REQUIREMENT>
Provide an exact copy of the data, excluding the images.

Named object pointing entries>
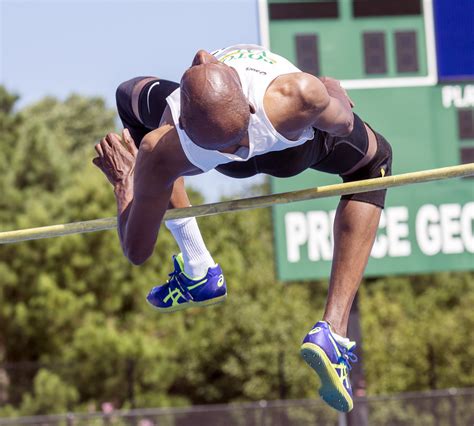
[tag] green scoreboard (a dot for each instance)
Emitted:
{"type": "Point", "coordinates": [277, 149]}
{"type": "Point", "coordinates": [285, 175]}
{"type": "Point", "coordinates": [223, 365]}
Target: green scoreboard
{"type": "Point", "coordinates": [409, 67]}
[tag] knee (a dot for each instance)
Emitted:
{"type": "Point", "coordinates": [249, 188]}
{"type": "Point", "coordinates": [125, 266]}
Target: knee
{"type": "Point", "coordinates": [379, 166]}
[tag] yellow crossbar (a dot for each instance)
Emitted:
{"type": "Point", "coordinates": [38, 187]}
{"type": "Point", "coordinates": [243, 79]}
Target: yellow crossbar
{"type": "Point", "coordinates": [248, 203]}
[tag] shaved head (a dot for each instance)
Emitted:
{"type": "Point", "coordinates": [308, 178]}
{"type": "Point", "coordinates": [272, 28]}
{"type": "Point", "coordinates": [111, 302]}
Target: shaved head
{"type": "Point", "coordinates": [214, 111]}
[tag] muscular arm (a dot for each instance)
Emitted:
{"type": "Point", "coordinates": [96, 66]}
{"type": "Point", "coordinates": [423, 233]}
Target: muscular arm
{"type": "Point", "coordinates": [299, 100]}
{"type": "Point", "coordinates": [143, 188]}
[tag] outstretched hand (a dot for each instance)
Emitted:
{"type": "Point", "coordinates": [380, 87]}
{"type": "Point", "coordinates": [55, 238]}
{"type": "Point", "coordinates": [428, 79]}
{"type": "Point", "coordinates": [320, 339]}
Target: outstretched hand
{"type": "Point", "coordinates": [116, 157]}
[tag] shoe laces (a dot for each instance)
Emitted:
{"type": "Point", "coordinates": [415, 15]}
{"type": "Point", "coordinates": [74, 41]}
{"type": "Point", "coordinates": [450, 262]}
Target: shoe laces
{"type": "Point", "coordinates": [348, 356]}
{"type": "Point", "coordinates": [173, 281]}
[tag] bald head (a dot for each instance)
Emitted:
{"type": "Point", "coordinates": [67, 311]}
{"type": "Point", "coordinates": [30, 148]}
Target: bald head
{"type": "Point", "coordinates": [214, 111]}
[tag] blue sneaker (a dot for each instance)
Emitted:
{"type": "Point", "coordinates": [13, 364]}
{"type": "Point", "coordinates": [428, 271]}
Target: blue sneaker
{"type": "Point", "coordinates": [181, 292]}
{"type": "Point", "coordinates": [331, 361]}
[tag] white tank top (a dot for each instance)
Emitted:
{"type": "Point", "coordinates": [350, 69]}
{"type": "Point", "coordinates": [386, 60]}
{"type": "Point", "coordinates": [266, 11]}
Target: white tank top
{"type": "Point", "coordinates": [257, 68]}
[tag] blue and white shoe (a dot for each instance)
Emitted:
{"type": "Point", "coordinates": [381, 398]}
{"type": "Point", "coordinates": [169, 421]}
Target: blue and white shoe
{"type": "Point", "coordinates": [181, 292]}
{"type": "Point", "coordinates": [331, 361]}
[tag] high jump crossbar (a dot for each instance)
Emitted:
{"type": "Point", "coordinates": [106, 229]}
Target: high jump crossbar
{"type": "Point", "coordinates": [248, 203]}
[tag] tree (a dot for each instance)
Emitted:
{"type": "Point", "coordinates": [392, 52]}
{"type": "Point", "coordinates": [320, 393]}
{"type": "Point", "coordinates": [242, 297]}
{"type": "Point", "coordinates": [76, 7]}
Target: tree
{"type": "Point", "coordinates": [73, 315]}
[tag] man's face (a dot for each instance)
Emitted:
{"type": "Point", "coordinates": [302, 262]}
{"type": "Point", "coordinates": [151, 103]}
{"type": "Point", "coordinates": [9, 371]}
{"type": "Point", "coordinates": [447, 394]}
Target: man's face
{"type": "Point", "coordinates": [214, 110]}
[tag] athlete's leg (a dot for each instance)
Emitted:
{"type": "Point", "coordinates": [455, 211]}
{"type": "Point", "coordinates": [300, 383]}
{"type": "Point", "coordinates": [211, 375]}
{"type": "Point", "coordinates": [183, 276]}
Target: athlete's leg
{"type": "Point", "coordinates": [325, 348]}
{"type": "Point", "coordinates": [355, 229]}
{"type": "Point", "coordinates": [141, 102]}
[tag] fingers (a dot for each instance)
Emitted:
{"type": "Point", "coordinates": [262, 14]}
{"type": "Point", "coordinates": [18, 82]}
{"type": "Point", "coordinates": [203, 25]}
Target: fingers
{"type": "Point", "coordinates": [98, 149]}
{"type": "Point", "coordinates": [129, 142]}
{"type": "Point", "coordinates": [97, 162]}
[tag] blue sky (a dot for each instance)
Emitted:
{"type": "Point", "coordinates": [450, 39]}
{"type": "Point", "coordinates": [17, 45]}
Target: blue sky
{"type": "Point", "coordinates": [89, 47]}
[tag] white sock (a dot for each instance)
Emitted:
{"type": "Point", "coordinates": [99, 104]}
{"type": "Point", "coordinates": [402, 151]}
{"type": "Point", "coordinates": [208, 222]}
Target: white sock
{"type": "Point", "coordinates": [197, 258]}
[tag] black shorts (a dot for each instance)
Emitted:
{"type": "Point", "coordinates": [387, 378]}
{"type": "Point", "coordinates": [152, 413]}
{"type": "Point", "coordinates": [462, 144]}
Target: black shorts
{"type": "Point", "coordinates": [326, 153]}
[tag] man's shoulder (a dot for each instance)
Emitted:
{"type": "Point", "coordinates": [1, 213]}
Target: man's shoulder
{"type": "Point", "coordinates": [162, 148]}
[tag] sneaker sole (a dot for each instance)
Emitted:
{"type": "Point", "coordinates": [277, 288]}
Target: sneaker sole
{"type": "Point", "coordinates": [191, 304]}
{"type": "Point", "coordinates": [332, 390]}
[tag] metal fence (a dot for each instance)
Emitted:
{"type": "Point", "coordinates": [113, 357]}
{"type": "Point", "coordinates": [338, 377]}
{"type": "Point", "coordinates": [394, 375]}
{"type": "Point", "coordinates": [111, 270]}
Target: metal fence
{"type": "Point", "coordinates": [453, 407]}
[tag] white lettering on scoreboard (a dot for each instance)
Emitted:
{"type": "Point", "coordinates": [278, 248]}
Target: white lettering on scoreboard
{"type": "Point", "coordinates": [457, 96]}
{"type": "Point", "coordinates": [447, 229]}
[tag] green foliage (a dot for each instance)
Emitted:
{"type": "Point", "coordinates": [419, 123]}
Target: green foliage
{"type": "Point", "coordinates": [76, 331]}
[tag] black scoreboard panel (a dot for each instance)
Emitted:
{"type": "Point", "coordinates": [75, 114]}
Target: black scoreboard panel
{"type": "Point", "coordinates": [304, 10]}
{"type": "Point", "coordinates": [368, 8]}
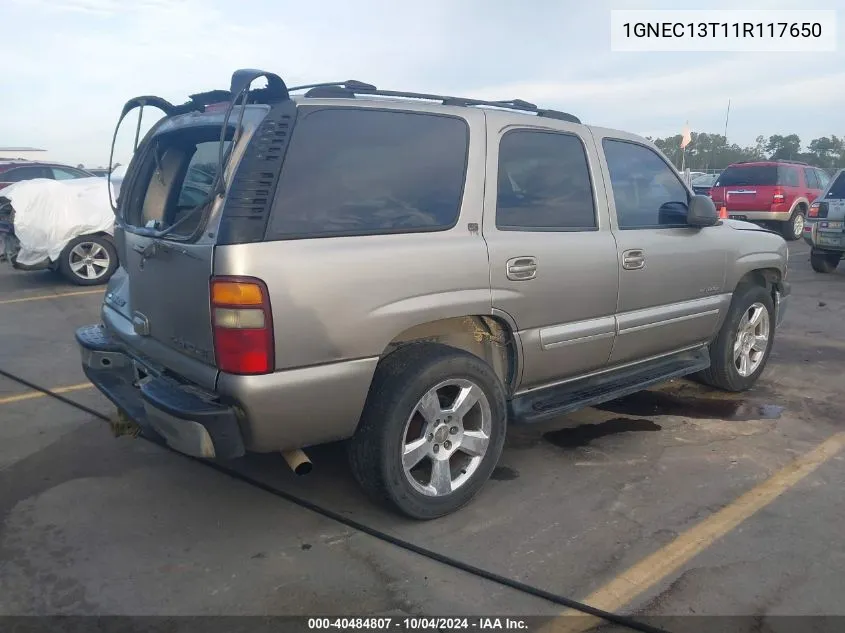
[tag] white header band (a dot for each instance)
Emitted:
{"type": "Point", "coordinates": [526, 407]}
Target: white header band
{"type": "Point", "coordinates": [718, 30]}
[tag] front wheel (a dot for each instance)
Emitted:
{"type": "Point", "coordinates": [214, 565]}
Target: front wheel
{"type": "Point", "coordinates": [824, 262]}
{"type": "Point", "coordinates": [793, 228]}
{"type": "Point", "coordinates": [88, 260]}
{"type": "Point", "coordinates": [432, 430]}
{"type": "Point", "coordinates": [741, 350]}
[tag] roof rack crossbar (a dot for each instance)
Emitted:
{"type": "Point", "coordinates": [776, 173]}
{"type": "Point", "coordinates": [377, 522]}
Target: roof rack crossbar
{"type": "Point", "coordinates": [352, 87]}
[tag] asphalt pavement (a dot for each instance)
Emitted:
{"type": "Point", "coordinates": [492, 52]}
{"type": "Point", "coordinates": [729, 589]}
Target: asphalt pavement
{"type": "Point", "coordinates": [672, 502]}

EXERCISE OUTPUT>
[tag] green scoreboard (a dot for each instance)
Emitted:
{"type": "Point", "coordinates": [277, 149]}
{"type": "Point", "coordinates": [285, 175]}
{"type": "Point", "coordinates": [223, 365]}
Target: green scoreboard
{"type": "Point", "coordinates": [409, 67]}
[tag] knee (a dot for each instance)
Emitted:
{"type": "Point", "coordinates": [249, 188]}
{"type": "Point", "coordinates": [125, 266]}
Target: knee
{"type": "Point", "coordinates": [379, 166]}
[tag] yellow crossbar (a dot for each instance)
Emitted:
{"type": "Point", "coordinates": [38, 187]}
{"type": "Point", "coordinates": [243, 79]}
Target: yellow crossbar
{"type": "Point", "coordinates": [248, 203]}
[tag] shaved head (a dot for each instance)
Emitted:
{"type": "Point", "coordinates": [308, 178]}
{"type": "Point", "coordinates": [272, 28]}
{"type": "Point", "coordinates": [111, 302]}
Target: shaved head
{"type": "Point", "coordinates": [214, 111]}
[tag] muscular arm (a dot for each instance)
Emitted:
{"type": "Point", "coordinates": [96, 66]}
{"type": "Point", "coordinates": [423, 233]}
Target: muscular arm
{"type": "Point", "coordinates": [299, 100]}
{"type": "Point", "coordinates": [143, 188]}
[tag] outstretched hand (a dot for each instance)
Emitted:
{"type": "Point", "coordinates": [380, 87]}
{"type": "Point", "coordinates": [55, 238]}
{"type": "Point", "coordinates": [428, 79]}
{"type": "Point", "coordinates": [320, 339]}
Target: outstretched hand
{"type": "Point", "coordinates": [116, 157]}
[tag] shoe laces (a dot for each instance)
Emitted:
{"type": "Point", "coordinates": [415, 15]}
{"type": "Point", "coordinates": [74, 41]}
{"type": "Point", "coordinates": [450, 262]}
Target: shoe laces
{"type": "Point", "coordinates": [348, 356]}
{"type": "Point", "coordinates": [173, 281]}
[tag] bald head (a dot for each instance)
Emitted:
{"type": "Point", "coordinates": [67, 311]}
{"type": "Point", "coordinates": [30, 148]}
Target: bald head
{"type": "Point", "coordinates": [214, 111]}
[tag] blue sneaker (a dot for each instance)
Emitted:
{"type": "Point", "coordinates": [13, 364]}
{"type": "Point", "coordinates": [428, 271]}
Target: blue sneaker
{"type": "Point", "coordinates": [181, 292]}
{"type": "Point", "coordinates": [331, 361]}
[tag] white tank top (a dot for each instance)
Emitted:
{"type": "Point", "coordinates": [350, 69]}
{"type": "Point", "coordinates": [386, 60]}
{"type": "Point", "coordinates": [266, 11]}
Target: white tank top
{"type": "Point", "coordinates": [257, 68]}
[tag] blue and white shoe (a dot for each instance)
Emitted:
{"type": "Point", "coordinates": [381, 398]}
{"type": "Point", "coordinates": [169, 421]}
Target: blue and white shoe
{"type": "Point", "coordinates": [181, 292]}
{"type": "Point", "coordinates": [331, 361]}
[tag] high jump crossbar (a dot for each instance)
Emitted:
{"type": "Point", "coordinates": [106, 229]}
Target: high jump crossbar
{"type": "Point", "coordinates": [248, 203]}
[tag] tree (a dot for each instance)
Emitted:
{"type": "Point", "coordinates": [392, 52]}
{"type": "Point", "coordinates": [320, 393]}
{"type": "Point", "coordinates": [242, 297]}
{"type": "Point", "coordinates": [76, 7]}
Target: tree
{"type": "Point", "coordinates": [73, 315]}
[tag] man's face (a dot for each instance)
Emitted:
{"type": "Point", "coordinates": [302, 262]}
{"type": "Point", "coordinates": [151, 103]}
{"type": "Point", "coordinates": [9, 371]}
{"type": "Point", "coordinates": [447, 394]}
Target: man's face
{"type": "Point", "coordinates": [214, 110]}
[tag] athlete's leg (a dot for each instance)
Emitted:
{"type": "Point", "coordinates": [455, 211]}
{"type": "Point", "coordinates": [300, 383]}
{"type": "Point", "coordinates": [211, 375]}
{"type": "Point", "coordinates": [183, 276]}
Target: athlete's leg
{"type": "Point", "coordinates": [325, 348]}
{"type": "Point", "coordinates": [355, 229]}
{"type": "Point", "coordinates": [141, 102]}
[tag] fingers (a dot for each instance)
Emitted:
{"type": "Point", "coordinates": [262, 14]}
{"type": "Point", "coordinates": [18, 82]}
{"type": "Point", "coordinates": [203, 25]}
Target: fingers
{"type": "Point", "coordinates": [98, 149]}
{"type": "Point", "coordinates": [129, 142]}
{"type": "Point", "coordinates": [97, 162]}
[tag] blue sky (a dot for each instance)
Emitted:
{"type": "Point", "coordinates": [450, 39]}
{"type": "Point", "coordinates": [17, 45]}
Target: blue sky
{"type": "Point", "coordinates": [89, 47]}
[tag] white sock (a dot for each instance)
Emitted:
{"type": "Point", "coordinates": [99, 104]}
{"type": "Point", "coordinates": [402, 151]}
{"type": "Point", "coordinates": [208, 222]}
Target: white sock
{"type": "Point", "coordinates": [197, 258]}
[tag] black shorts (a dot for each instance)
Emitted:
{"type": "Point", "coordinates": [387, 378]}
{"type": "Point", "coordinates": [152, 413]}
{"type": "Point", "coordinates": [462, 144]}
Target: black shorts
{"type": "Point", "coordinates": [326, 153]}
[tag] man's shoulder (a dot for each instance)
Emitted:
{"type": "Point", "coordinates": [1, 213]}
Target: man's shoulder
{"type": "Point", "coordinates": [162, 148]}
[tag] sneaker sole (a dot for each instance)
Emitted:
{"type": "Point", "coordinates": [277, 288]}
Target: sneaker sole
{"type": "Point", "coordinates": [191, 304]}
{"type": "Point", "coordinates": [332, 390]}
[tag] metal fence (a dot for each instance)
Emitted:
{"type": "Point", "coordinates": [113, 357]}
{"type": "Point", "coordinates": [338, 377]}
{"type": "Point", "coordinates": [394, 375]}
{"type": "Point", "coordinates": [111, 270]}
Target: metal fence
{"type": "Point", "coordinates": [453, 407]}
[tag] white lettering on scoreboard (a dot for each instance)
Emitted:
{"type": "Point", "coordinates": [278, 248]}
Target: white lettering on scoreboard
{"type": "Point", "coordinates": [457, 96]}
{"type": "Point", "coordinates": [447, 229]}
[tag] green foliage (a dot for each instance)
Emitted:
{"type": "Point", "coordinates": [419, 123]}
Target: green foliage
{"type": "Point", "coordinates": [76, 331]}
[tag] black scoreboard panel (a dot for each instance)
Emitted:
{"type": "Point", "coordinates": [75, 114]}
Target: black scoreboard panel
{"type": "Point", "coordinates": [304, 10]}
{"type": "Point", "coordinates": [368, 8]}
[tag] white header band (a dot for each instance)
Emitted:
{"type": "Point", "coordinates": [526, 407]}
Target: white header band
{"type": "Point", "coordinates": [718, 30]}
[tag] front wheel (a dot for each instance)
Emitted:
{"type": "Point", "coordinates": [214, 565]}
Target: front wheel
{"type": "Point", "coordinates": [824, 262]}
{"type": "Point", "coordinates": [793, 228]}
{"type": "Point", "coordinates": [88, 260]}
{"type": "Point", "coordinates": [432, 430]}
{"type": "Point", "coordinates": [741, 350]}
[tag] roof rack crossbar (a dot for each instance)
Emitted:
{"type": "Point", "coordinates": [776, 173]}
{"type": "Point", "coordinates": [377, 522]}
Target: roof rack crossbar
{"type": "Point", "coordinates": [352, 87]}
[tag] asphalt pavement (a dot for each instance)
Emitted:
{"type": "Point", "coordinates": [492, 52]}
{"type": "Point", "coordinates": [729, 589]}
Target: asphalt pavement
{"type": "Point", "coordinates": [672, 502]}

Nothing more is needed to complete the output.